▶ **Information given**:

===============

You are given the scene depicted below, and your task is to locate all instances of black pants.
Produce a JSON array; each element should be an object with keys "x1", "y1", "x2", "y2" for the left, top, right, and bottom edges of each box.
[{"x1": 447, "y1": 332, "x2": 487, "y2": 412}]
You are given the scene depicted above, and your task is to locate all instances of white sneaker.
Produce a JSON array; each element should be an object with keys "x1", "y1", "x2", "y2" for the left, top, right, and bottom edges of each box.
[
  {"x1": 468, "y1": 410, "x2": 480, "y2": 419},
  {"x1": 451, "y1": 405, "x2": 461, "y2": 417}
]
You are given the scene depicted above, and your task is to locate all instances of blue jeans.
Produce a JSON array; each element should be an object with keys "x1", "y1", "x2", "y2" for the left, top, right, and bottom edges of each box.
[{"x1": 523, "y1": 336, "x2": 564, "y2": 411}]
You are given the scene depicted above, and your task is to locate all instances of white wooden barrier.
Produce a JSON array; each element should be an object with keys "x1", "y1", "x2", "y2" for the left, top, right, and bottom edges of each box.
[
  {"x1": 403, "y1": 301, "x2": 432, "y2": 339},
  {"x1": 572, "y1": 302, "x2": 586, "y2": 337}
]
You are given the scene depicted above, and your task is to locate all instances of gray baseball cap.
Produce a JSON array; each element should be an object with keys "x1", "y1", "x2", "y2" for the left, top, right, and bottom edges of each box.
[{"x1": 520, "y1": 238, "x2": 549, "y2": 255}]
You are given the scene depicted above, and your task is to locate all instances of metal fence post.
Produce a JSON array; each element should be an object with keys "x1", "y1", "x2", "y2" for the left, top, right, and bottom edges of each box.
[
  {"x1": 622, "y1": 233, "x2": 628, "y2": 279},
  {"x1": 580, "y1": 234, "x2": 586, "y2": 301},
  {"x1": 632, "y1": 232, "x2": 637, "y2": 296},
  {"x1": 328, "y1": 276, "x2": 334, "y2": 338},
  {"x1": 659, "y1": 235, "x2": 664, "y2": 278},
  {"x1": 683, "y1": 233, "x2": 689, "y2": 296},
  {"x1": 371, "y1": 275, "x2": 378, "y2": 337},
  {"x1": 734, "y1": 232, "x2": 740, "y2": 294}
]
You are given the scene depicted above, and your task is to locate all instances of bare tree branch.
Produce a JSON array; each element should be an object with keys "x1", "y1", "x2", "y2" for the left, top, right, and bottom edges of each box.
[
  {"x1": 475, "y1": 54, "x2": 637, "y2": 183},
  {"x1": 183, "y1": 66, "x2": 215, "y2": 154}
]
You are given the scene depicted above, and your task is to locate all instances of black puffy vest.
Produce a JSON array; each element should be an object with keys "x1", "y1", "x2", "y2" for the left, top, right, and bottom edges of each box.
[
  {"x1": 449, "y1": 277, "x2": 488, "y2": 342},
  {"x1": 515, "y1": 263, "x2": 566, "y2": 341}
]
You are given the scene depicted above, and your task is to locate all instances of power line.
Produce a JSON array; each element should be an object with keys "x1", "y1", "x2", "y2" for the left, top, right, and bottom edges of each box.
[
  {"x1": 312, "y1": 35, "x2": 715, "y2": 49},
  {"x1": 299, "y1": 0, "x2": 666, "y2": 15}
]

===============

▶ **Exercise requirements**: Write out, word for word, all lines from the line that holds "of power line." through the last line of the listing, with both end lines kept.

▶ **Task output**:
You are given the scene depicted above, and your task is to locate all instances of power line.
Produce a JSON array; each element should be an object with keys "x1", "y1", "x2", "y2" for the left, top, right, and bottom edges of each box.
[
  {"x1": 312, "y1": 35, "x2": 715, "y2": 49},
  {"x1": 299, "y1": 0, "x2": 666, "y2": 15}
]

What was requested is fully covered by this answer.